TASK INSTRUCTIONS:
Reproduce the listing below in full and without alteration, apart from its pictures.

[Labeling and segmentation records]

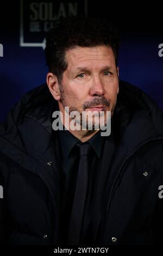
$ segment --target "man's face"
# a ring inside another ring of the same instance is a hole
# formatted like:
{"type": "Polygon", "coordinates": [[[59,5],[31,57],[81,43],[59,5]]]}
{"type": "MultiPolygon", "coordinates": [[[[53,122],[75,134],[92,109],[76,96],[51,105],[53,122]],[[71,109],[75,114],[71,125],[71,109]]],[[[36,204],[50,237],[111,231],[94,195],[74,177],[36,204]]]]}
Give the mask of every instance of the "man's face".
{"type": "Polygon", "coordinates": [[[70,112],[110,111],[112,115],[118,76],[111,48],[77,47],[66,52],[66,58],[68,66],[60,85],[59,105],[69,107],[70,112]]]}

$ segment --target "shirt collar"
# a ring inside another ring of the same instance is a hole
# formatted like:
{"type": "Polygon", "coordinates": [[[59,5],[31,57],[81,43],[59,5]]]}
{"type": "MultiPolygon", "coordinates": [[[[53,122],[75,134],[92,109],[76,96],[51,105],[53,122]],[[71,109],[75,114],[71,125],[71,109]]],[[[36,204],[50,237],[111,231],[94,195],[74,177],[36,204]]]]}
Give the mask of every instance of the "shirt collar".
{"type": "MultiPolygon", "coordinates": [[[[101,136],[101,130],[99,130],[93,137],[89,139],[87,142],[89,143],[99,158],[101,157],[103,148],[104,147],[104,141],[105,138],[110,139],[110,136],[101,136]]],[[[61,150],[62,156],[64,158],[68,159],[69,154],[75,145],[77,143],[82,143],[82,142],[68,130],[58,130],[59,140],[61,144],[61,150]]]]}

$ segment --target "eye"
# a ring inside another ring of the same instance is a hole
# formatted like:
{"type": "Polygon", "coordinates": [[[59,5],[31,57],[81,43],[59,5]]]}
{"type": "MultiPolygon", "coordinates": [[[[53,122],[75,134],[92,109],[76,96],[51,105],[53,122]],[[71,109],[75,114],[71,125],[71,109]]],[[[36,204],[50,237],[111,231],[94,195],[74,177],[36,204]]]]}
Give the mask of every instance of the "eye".
{"type": "Polygon", "coordinates": [[[77,75],[77,77],[80,77],[80,78],[83,78],[83,77],[84,77],[84,75],[85,73],[80,73],[77,75]]]}
{"type": "Polygon", "coordinates": [[[109,76],[109,75],[111,75],[111,72],[109,72],[109,71],[106,71],[104,72],[104,76],[109,76]]]}

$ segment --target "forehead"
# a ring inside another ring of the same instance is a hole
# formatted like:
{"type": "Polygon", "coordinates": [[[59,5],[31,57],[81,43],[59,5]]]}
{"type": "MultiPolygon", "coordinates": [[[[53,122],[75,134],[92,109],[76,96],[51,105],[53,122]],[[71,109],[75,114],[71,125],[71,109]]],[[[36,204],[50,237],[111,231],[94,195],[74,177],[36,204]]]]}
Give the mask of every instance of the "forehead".
{"type": "Polygon", "coordinates": [[[103,65],[115,65],[115,57],[111,47],[106,46],[93,47],[76,47],[66,51],[67,69],[88,66],[101,68],[103,65]]]}

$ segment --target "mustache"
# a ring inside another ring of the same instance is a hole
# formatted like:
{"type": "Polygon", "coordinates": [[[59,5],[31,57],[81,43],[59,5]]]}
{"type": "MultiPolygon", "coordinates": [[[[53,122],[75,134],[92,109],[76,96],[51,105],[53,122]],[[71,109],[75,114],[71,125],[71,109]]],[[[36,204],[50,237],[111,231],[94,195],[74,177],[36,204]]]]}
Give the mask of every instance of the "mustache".
{"type": "Polygon", "coordinates": [[[110,105],[110,100],[107,100],[104,97],[94,98],[91,101],[85,101],[83,107],[85,109],[90,107],[95,107],[97,105],[103,105],[105,107],[109,107],[110,105]]]}

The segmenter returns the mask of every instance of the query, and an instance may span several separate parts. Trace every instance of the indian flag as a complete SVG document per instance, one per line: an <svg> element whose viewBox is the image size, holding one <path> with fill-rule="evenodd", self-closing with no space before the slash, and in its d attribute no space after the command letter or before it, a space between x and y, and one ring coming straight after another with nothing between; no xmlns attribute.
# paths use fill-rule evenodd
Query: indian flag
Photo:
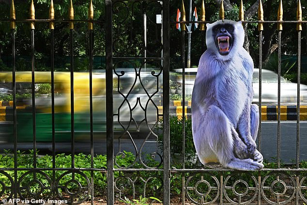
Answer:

WRITTEN SOLUTION:
$ segment --target "man's face"
# a ring inside another ring of the same instance is a hole
# formatted like:
{"type": "Polygon", "coordinates": [[[59,5],[31,57],[81,43],[59,5]]]}
{"type": "MultiPolygon", "coordinates": [[[[53,122],[75,134],[92,109],[76,96],[51,105],[53,122]],[[71,109],[75,114],[71,125],[71,109]]],[[[36,204],[50,237],[111,231],[94,195],[74,177],[36,204]]]]}
Give the mask of every instance of the "man's face".
{"type": "Polygon", "coordinates": [[[70,112],[110,111],[112,115],[118,76],[111,48],[77,47],[66,52],[66,58],[68,66],[60,85],[59,105],[69,107],[70,112]]]}

$ segment --target "shirt collar"
# a ring inside another ring of the same instance is a hole
# formatted like:
{"type": "Polygon", "coordinates": [[[59,5],[31,57],[81,43],[59,5]]]}
{"type": "MultiPolygon", "coordinates": [[[[53,122],[75,134],[92,109],[76,96],[51,105],[53,122]],[[71,109],[75,114],[71,125],[71,109]]],[[[36,204],[50,237],[111,231],[94,195],[74,177],[36,204]]]]}
Give the mask of every instance of the "shirt collar".
{"type": "MultiPolygon", "coordinates": [[[[101,136],[101,130],[99,130],[93,137],[89,139],[87,142],[89,143],[99,158],[101,157],[103,148],[104,147],[104,141],[105,138],[110,139],[110,136],[101,136]]],[[[61,150],[62,156],[64,158],[68,159],[69,154],[75,145],[77,143],[82,143],[82,142],[68,130],[58,130],[59,140],[61,144],[61,150]]]]}

$ segment --target "eye"
# a ring inside another ring of the same instance is a hole
# formatted like:
{"type": "Polygon", "coordinates": [[[59,5],[31,57],[81,43],[59,5]]]}
{"type": "MultiPolygon", "coordinates": [[[[53,122],[75,134],[92,109],[76,96],[51,105],[53,122]],[[71,109],[75,114],[71,125],[71,109]]],[[[36,204],[50,237],[111,231],[94,195],[74,177],[36,204]]]]}
Give the mask of every instance of the "eye".
{"type": "Polygon", "coordinates": [[[77,75],[77,77],[80,77],[80,78],[83,78],[83,77],[84,77],[84,75],[85,73],[80,73],[77,75]]]}
{"type": "Polygon", "coordinates": [[[109,76],[109,75],[111,75],[111,72],[109,72],[109,71],[106,71],[104,72],[104,76],[109,76]]]}

$ segment --target "forehead"
# a ring inside another ring of the same instance is a hole
# formatted like:
{"type": "Polygon", "coordinates": [[[59,5],[31,57],[81,43],[59,5]]]}
{"type": "MultiPolygon", "coordinates": [[[[53,122],[75,134],[92,109],[76,96],[51,105],[53,122]],[[71,109],[75,114],[71,125],[71,109]]],[[[36,204],[50,237],[111,231],[94,195],[74,177],[36,204]]]]}
Give the mask of every instance of the "forehead".
{"type": "Polygon", "coordinates": [[[103,65],[115,65],[115,57],[111,47],[106,46],[93,47],[76,47],[66,51],[67,69],[88,66],[101,68],[103,65]]]}

$ segment --target "mustache"
# a ring inside another ring of the same instance is a hole
# formatted like:
{"type": "Polygon", "coordinates": [[[59,5],[31,57],[81,43],[59,5]]]}
{"type": "MultiPolygon", "coordinates": [[[[53,122],[75,134],[92,109],[76,96],[51,105],[53,122]],[[71,109],[75,114],[71,125],[71,109]]],[[[36,204],[50,237],[111,231],[94,195],[74,177],[36,204]]]]}
Give the mask of every instance of the "mustache".
{"type": "Polygon", "coordinates": [[[110,105],[110,100],[107,100],[104,97],[94,98],[91,101],[85,101],[83,107],[85,109],[90,107],[95,107],[97,105],[103,105],[105,107],[109,107],[110,105]]]}

The segmenter returns the mask of every instance of the query, and an instance may span several separate parts. Trace every instance of the indian flag as a complete SVG document per instance, one per line: an <svg> element whose viewBox is the image size, holding one <path> with fill-rule="evenodd", self-closing with no space before the slash, and in its d attribute no space after the command letter or before it, a space between x and y, and one ring coming straight after another with nothing between; no xmlns attribute.
# paths use fill-rule evenodd
Query: indian flag
Photo:
Answer:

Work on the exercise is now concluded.